## [Your tasks]
- 1) Copy the mailing list reply about vfio_iommu_type1_pin_pages performance word for word, from its subject line to its final sentence.
- 2) Reproduce the lines from the records verbatim, beginning with the line that contains "Where can you spot the white label?" and stopping after the line that contains "[[90, 178], [71, 226], [111, 237], [139, 219]]".

## [Quoted passage]
※

Re: [PATCH v2] vfio iommu type1: Improve vfio_iommu_type1_pin_pages performance

From: xuxiaoyang (C)
Date: Tue Dec 08 2020 - 08:57:34 EST




On 2020/11/21 15:58, xuxiaoyang (C) wrote:
> vfio_pin_pages() accepts an array of unrelated iova pfns and processes
> each to return the physical pfn. When dealing with large arrays of
> contiguous iovas, vfio_iommu_type1_pin_pages is very inefficient because
> it is processed page by page.In this case, we can divide the iova pfn
> array into multiple continuous ranges and optimize them. For example,
> when the iova pfn array is {1,5,6,7,9}, it will be divided into three
> groups {1}, {5,6,7}, {9} for processing. When processing {5,6,7}, the
> number of calls to pin_user_pages_remote is reduced from 3 times to once.
> For single page or large array of discontinuous iovas, we still use
> vfio_pin_page_external to deal with it to reduce the performance loss
> caused by refactoring.

※

## [Data to process]
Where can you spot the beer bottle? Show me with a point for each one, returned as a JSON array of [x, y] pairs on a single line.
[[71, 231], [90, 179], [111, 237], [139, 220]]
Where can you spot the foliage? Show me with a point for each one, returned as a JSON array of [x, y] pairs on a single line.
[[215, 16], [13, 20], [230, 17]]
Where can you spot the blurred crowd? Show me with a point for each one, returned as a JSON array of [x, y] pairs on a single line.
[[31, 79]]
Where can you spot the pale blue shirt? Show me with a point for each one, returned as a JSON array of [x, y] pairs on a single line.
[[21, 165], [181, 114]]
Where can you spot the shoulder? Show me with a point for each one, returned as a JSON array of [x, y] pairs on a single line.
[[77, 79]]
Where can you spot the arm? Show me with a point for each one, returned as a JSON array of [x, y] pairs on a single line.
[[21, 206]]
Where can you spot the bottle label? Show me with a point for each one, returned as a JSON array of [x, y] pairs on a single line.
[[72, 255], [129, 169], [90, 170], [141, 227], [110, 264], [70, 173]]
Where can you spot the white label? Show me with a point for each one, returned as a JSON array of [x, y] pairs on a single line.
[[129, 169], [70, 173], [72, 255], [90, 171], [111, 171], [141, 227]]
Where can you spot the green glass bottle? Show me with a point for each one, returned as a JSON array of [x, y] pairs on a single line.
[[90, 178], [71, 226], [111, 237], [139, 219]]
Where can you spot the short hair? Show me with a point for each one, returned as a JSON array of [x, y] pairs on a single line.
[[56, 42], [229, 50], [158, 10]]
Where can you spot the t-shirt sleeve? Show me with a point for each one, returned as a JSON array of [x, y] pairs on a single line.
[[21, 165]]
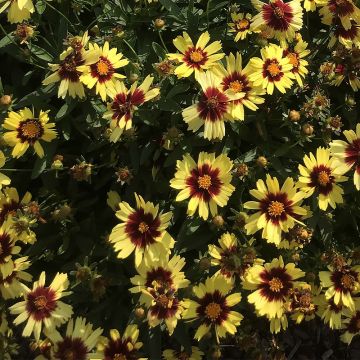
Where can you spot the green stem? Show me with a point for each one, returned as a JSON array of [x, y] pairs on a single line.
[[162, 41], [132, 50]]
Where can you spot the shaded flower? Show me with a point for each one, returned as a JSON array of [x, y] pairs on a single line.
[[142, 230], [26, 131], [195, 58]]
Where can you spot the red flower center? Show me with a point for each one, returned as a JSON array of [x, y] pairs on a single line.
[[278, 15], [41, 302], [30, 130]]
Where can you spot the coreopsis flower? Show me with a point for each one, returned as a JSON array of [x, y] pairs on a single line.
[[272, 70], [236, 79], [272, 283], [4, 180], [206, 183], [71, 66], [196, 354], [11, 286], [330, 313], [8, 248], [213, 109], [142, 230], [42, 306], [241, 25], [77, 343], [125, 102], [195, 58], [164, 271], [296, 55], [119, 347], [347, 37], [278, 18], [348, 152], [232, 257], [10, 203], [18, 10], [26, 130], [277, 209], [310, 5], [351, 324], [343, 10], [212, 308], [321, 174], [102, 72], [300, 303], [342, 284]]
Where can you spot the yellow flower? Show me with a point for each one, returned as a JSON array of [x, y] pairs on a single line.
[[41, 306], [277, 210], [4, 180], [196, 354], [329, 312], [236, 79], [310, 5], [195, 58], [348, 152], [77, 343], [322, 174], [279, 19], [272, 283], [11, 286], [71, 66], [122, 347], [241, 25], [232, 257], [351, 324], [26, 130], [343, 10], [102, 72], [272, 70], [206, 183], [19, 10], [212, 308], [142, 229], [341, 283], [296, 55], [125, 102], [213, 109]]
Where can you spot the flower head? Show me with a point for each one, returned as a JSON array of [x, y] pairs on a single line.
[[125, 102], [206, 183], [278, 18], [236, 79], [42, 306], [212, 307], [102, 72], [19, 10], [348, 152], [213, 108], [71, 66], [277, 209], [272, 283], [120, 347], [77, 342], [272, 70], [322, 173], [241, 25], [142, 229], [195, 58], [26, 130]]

※

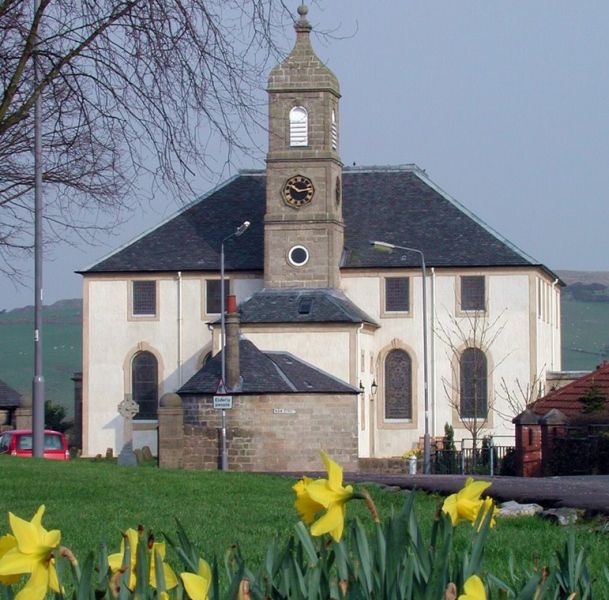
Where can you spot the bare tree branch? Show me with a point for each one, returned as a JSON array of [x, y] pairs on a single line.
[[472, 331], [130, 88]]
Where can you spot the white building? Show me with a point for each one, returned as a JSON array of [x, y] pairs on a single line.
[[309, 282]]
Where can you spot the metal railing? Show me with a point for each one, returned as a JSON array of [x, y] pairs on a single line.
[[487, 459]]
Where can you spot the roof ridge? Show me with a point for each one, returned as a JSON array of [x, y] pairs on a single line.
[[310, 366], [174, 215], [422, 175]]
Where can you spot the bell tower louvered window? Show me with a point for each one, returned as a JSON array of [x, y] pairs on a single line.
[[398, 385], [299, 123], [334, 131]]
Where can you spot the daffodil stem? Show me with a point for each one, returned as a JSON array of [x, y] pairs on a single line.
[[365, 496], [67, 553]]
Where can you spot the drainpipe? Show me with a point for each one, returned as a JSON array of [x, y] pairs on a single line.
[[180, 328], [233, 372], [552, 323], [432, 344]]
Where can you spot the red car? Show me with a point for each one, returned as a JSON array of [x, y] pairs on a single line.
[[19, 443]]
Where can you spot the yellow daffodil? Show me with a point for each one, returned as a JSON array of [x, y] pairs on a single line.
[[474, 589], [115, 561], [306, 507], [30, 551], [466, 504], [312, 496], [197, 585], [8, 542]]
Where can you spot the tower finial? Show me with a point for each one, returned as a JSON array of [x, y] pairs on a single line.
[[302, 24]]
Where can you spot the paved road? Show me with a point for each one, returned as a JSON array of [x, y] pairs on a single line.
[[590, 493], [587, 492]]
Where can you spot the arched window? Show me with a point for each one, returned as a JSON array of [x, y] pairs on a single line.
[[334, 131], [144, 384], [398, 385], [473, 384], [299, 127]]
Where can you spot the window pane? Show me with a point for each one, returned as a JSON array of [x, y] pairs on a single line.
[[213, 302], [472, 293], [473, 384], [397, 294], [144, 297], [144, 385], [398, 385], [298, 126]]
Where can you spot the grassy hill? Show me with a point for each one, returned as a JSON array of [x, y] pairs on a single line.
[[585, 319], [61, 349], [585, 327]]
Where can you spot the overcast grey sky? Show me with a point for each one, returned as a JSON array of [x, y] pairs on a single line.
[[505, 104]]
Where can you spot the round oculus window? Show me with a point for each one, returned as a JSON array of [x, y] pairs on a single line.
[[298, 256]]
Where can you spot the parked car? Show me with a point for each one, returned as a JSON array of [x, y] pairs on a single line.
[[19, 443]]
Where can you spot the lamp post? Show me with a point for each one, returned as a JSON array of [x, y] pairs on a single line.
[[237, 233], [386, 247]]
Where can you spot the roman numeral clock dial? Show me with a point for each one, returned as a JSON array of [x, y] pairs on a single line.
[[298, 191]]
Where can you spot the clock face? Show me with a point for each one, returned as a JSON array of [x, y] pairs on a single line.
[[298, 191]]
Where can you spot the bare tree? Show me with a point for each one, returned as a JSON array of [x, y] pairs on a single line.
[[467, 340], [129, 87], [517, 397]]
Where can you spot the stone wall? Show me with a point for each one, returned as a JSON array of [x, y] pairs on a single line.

※

## [Answer set]
- 1)
Re: [PATCH v2] vfio iommu type1: Improve vfio_iommu_type1_pin_pages performance

From: xuxiaoyang (C)
Date: Tue Dec 08 2020 - 08:57:34 EST




On 2020/11/21 15:58, xuxiaoyang (C) wrote:
> vfio_pin_pages() accepts an array of unrelated iova pfns and processes
> each to return the physical pfn. When dealing with large arrays of
> contiguous iovas, vfio_iommu_type1_pin_pages is very inefficient because
> it is processed page by page.In this case, we can divide the iova pfn
> array into multiple continuous ranges and optimize them. For example,
> when the iova pfn array is {1,5,6,7,9}, it will be divided into three
> groups {1}, {5,6,7}, {9} for processing. When processing {5,6,7}, the
> number of calls to pin_user_pages_remote is reduced from 3 times to once.
> For single page or large array of discontinuous iovas, we still use
> vfio_pin_page_external to deal with it to reduce the performance loss
> caused by refactoring.

- 2)
Where can you spot the white label? Show me with a point for each one, returned as a JSON array of [x, y] pairs on a single line.
[[129, 169], [70, 173], [72, 255], [90, 171], [111, 171], [141, 227]]
Where can you spot the green glass bottle? Show me with a point for each one, returned as a JSON array of [x, y] pairs on a single line.
[[90, 178], [71, 226], [111, 237], [139, 219]]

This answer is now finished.